__Text passage__

Johannesburg – This week’s hush-hush visit by International Monetary Fund Managing Director Christine Lagarde to Pretoria (between stops in Ghana and Angola) is mysterious. In contrast to last week’s IMF press briefing claim – “Madame Lagarde will hold meetings with the authorities, as well as fairly extensive meetings with the private sector, civil society, academia, women leaders, and of course the media” – there’s a complete information void here, with no public events scheduled.
An open, frank public discussion about the IMF’s regrettable history and current agenda is sorely needed, in a context where a few honest politicians and officials are belatedly struggling to reverse what is termed “state capture” and return stolen funds to the taxpayer. Undoing a decade of looting by former President Jacob Zuma and the Gupta empire (three immigrant brothers plus hundreds of hangers-on) is no small task.
Hence it is perhaps with discomfort that Lagarde will meet one of the main post-Zuma/Gupta leaders, Finance Minister Tito Mboweni, who twice (in 2013 and 2016) tweeted about Lagarde’s own corruption trial in France. She was found guilty of ‘negligence’ for gifting $430 million to a tycoon – Adidas founder Bernard Tapie – who donated to her Conservative Party when she was finance minister (in 2017 he was forced to pay back the French state).
Retribution for corruption is indeed in the Pretoria air. Two months ago, Mboweni replaced Nhlanhla Nene, who resigned in disgrace over lying about his secret Gupta meetings. But is Mboweni himself arranging a secret bailout deal, as happened in December 1993 when the IMF granted an infamous $850 million loan – a “Faustian Pact” (according to former Minister of Intelligence Ronnie Kasrils) replete with Washington Consensus promises – to outgoing president FW de Klerk, so as to “instil global financial confidence” in the incoming Mandela government?
After five “junk!” denunciations of South Africa by the three most powerful (albeit suspect) credit ratings agencies over the past 18 months, President Cyril Ramaphosa has tried hard to restore their trust. However, with the giant energy parastatal agency Eskom now trying to dump another $7 billion in debt onto a severely-stressed national Treasury, does Ramaphosa need a financial back-stop from the Bretton Woods Institutions?
Indeed, more to the point, is Eskom’s foreign debt again creating havoc, as happened in January with a “pending letter of default from the World Bank” that “could trigger a recall on Eskom’s $25 billion debt mountain,” as Carol Paton reported in Business Day? (Ramaphosa’s urgent meeting with Bank officials in Davos the next day was apparently temporarily soothing.)
Lagarde’s opaque visit contrasts with World Bank President Jim Yong Kim’s high-profile trip earlier this month, amidst a blaze of Global Citizen anti-poverty populism to 90,000 youth at a Soweto stadium:
“I’m telling you, you can’t trust anyone over 30 to determine your future!”
Kim also met Ramaphosa to discuss, he tweeted, urban planning and sanitation (neither of which would need US$-denominated Bank loans). He also lectured at the Wits University School of Governance about human capital investment, at one point jovially criticising another ex-lefty, his host, Vice Chancellor Adam Habib, for being a “student of Trotsky.”

__Information given__
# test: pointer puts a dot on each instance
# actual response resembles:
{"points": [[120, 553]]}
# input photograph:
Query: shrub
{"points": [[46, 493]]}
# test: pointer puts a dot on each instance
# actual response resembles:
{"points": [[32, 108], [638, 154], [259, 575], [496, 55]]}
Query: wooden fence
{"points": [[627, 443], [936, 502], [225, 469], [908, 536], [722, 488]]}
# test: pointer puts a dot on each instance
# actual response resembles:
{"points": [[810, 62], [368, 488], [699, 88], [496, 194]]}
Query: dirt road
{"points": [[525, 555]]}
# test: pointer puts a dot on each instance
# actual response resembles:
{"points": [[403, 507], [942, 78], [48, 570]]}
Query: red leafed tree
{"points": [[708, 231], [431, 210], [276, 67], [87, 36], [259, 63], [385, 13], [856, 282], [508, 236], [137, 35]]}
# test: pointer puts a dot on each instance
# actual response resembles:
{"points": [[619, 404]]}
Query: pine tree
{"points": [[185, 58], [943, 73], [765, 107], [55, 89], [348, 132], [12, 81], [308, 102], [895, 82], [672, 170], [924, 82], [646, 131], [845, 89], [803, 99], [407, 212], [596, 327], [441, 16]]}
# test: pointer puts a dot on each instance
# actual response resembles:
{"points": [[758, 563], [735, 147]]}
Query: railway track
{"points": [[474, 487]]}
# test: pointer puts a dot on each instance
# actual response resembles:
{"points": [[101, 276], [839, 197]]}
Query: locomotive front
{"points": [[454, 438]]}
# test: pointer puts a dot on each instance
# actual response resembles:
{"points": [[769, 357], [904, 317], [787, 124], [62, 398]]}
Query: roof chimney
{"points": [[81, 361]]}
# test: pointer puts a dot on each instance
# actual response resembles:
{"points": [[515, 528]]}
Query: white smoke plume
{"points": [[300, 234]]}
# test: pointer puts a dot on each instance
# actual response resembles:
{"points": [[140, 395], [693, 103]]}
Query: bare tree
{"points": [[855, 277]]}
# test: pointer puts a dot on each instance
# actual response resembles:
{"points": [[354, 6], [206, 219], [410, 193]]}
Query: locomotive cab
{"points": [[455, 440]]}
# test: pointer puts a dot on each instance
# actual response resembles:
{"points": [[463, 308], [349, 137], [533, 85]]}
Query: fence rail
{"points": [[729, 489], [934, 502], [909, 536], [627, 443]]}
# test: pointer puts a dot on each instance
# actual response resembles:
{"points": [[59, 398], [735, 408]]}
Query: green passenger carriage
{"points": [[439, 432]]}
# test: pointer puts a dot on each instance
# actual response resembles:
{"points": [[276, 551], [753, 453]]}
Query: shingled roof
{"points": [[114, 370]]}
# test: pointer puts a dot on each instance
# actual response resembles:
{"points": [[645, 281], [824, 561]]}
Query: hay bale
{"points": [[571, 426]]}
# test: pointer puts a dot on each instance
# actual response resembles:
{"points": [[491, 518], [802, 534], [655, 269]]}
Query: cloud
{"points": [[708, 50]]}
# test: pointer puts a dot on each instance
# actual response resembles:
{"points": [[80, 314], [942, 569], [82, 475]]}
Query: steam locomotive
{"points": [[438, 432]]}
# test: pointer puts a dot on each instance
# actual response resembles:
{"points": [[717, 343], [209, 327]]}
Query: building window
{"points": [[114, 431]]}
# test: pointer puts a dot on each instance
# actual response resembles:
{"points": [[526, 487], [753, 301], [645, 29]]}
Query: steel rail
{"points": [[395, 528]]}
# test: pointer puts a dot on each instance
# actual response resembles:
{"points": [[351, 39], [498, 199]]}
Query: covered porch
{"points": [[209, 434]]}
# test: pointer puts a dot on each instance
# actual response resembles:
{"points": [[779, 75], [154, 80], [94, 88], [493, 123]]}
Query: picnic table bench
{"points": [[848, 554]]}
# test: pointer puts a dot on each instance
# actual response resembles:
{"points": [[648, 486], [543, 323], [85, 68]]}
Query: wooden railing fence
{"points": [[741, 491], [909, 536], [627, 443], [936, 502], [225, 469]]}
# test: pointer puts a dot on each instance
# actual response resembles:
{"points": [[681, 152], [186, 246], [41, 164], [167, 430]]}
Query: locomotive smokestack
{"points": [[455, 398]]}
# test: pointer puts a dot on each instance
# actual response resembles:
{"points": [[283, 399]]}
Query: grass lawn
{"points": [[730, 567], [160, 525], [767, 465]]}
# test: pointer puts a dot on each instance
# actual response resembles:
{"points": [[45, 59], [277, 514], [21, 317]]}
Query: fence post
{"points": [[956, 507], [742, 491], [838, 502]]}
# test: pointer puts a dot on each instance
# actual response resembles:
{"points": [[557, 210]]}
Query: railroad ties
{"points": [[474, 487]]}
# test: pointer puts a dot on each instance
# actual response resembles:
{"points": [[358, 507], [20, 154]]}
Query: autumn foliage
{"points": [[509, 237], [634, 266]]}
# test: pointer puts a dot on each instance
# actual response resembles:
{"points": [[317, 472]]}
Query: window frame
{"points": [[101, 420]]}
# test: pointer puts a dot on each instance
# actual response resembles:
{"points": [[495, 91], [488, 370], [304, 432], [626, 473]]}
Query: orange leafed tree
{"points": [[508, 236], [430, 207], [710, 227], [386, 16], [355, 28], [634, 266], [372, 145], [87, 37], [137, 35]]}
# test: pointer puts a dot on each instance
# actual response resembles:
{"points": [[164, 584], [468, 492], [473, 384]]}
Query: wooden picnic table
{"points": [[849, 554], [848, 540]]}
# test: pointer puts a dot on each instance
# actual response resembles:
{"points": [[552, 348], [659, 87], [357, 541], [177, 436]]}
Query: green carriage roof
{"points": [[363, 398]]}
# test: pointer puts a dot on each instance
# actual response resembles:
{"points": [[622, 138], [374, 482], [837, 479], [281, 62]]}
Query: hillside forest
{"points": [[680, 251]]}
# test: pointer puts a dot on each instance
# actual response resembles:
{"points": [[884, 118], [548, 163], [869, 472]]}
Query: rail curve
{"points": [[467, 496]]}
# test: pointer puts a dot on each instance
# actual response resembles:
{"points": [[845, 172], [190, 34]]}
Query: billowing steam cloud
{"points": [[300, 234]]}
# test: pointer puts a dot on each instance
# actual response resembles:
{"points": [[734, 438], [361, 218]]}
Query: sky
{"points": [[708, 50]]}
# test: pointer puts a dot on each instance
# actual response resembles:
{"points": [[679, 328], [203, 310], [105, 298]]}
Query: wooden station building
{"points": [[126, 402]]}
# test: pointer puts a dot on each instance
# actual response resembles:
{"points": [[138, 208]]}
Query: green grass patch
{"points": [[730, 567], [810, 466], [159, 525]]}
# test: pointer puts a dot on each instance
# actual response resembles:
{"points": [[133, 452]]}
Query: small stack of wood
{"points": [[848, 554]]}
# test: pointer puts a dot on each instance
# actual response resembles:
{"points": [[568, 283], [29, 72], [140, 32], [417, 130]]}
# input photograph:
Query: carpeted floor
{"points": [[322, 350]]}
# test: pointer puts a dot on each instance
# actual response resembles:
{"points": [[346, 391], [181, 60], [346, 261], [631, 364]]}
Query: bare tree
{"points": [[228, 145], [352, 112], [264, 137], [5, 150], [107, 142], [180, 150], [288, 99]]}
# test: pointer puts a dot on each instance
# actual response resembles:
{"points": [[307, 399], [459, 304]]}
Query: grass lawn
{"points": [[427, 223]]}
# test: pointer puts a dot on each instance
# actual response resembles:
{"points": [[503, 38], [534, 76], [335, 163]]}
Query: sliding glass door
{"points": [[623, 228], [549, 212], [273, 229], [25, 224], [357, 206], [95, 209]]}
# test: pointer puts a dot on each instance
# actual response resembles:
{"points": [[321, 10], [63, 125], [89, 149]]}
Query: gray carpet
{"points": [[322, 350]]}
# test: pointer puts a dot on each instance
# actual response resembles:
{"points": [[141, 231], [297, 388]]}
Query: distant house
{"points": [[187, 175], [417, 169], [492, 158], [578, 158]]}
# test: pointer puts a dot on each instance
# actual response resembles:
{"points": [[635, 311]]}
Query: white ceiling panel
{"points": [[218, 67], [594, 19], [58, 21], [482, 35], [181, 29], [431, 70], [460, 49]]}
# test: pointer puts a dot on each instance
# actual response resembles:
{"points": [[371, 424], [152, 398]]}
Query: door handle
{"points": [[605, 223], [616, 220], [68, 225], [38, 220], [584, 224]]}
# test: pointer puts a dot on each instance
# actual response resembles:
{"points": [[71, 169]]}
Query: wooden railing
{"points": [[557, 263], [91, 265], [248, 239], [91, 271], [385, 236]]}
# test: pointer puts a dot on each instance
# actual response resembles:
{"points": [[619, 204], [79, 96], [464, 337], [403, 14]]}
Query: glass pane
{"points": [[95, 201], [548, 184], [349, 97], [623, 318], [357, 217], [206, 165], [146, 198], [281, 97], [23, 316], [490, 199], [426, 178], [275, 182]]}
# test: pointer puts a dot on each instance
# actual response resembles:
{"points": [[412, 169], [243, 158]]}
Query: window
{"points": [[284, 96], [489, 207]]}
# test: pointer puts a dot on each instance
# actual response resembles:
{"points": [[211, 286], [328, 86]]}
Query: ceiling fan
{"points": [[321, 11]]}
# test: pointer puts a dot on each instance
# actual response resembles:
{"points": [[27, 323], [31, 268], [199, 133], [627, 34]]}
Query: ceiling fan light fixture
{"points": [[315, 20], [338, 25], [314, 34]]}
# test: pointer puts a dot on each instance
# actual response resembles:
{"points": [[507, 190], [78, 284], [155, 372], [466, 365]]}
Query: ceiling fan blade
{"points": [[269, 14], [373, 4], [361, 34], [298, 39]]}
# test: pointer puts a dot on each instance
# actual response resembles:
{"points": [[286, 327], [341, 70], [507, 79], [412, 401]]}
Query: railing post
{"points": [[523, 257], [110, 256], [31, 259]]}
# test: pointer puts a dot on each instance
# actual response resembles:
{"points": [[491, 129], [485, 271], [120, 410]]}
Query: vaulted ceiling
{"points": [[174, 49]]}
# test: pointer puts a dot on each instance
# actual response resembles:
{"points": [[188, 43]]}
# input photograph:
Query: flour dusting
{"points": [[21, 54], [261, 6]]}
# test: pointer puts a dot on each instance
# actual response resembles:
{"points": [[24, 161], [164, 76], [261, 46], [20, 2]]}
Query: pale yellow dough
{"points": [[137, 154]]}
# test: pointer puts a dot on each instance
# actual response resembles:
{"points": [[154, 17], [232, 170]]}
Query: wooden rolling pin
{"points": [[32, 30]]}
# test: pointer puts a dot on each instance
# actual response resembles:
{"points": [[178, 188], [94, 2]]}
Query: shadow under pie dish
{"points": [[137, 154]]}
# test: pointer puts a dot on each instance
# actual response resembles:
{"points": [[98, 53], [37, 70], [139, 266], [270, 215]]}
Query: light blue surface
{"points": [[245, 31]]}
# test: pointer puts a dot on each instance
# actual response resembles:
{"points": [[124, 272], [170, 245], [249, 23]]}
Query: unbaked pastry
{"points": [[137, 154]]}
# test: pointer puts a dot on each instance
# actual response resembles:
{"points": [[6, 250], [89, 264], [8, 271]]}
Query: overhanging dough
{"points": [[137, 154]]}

__Prompt A__
Revise the article on Lagarde's visit, giving the passage between "Retribution for corruption" and "incoming Mandela government?", inclusive, with "Retribution" changed to "Accountability".
__Prompt B__
Carry on writing the article on Lagarde's visit, picking up after its final sentence.
The listing was drawn from a separate source that has no connection to the article on Lagarde's visit.

__Task result A__
Accountability for corruption is indeed in the Pretoria air. Two months ago, Mboweni replaced Nhlanhla Nene, who resigned in disgrace over lying about his secret Gupta meetings. But is Mboweni himself arranging a secret bailout deal, as happened in December 1993 when the IMF granted an infamous $850 million loan – a “Faustian Pact” (according to former Minister of Intelligence Ronnie Kasrils) replete with Washington Consensus promises – to outgoing president FW de Klerk, so as to “instil global financial confidence” in the incoming Mandela government?

__Task result B__
Ramaphosa: “We’re not looking at the IMF. The New Development Bank has a facility…”
Are loans to South Africa from the IMF and World Bank really needed? On the one hand, their leaders are here in the wake of July’s Brazil-Russia-India-China-SA Johannesburg summit, which again raised hopes for the BRICS bloc’s international financial governance reform agenda.
For example, notwithstanding angry protests by environmental justice activists at its Africa Regional Centre office, the BRICS New Development Bank (NDB) quickly announced loans to three local parastatal agencies. One of these, Eskom’s $180 million, had been “in abeyance” since 2016 due to then-CEO Brian Molefe’s second thoughts: he opposed the loan’s linkage of privatised renewable energy to Eskom’s grid (instead, Molefe wanted to take on more nuclear debt, which Mboweni – then an NDB director – had publicly endorsed in 2015, while in Russia at that year’s BRICS summit).
The other credits went to Transnet’s Siyabonga Gama (fired for Gupta-related corruption a few weeks later) for $200 million to expand the Durban port-petrochemical complex– a project now frozen due to brazen procurement fraud involving a notorious Italian firm (unrelated to the Guptas) – and the Development Bank of Southern Africa for on-lending $300 million to municipalities (assuming there are any creditworthy ones left, able to pay sufficiently high interest rates to justify a hard-currency loan for local infrastructure).
Explained Earthlife Africa protester Makoma Lekalakala, co-winner of the 2018 Goldman Environmental Prize as Africa’s leading activist this year,
“Both Eskom and Transnet are under scrutiny for corruption and mismanagement. No due diligence was done on the Transnet loan. If this is how the [BRICS] bank operates, we have to brace ourselves for accelerated environmental degradation for the pursuit of profit.”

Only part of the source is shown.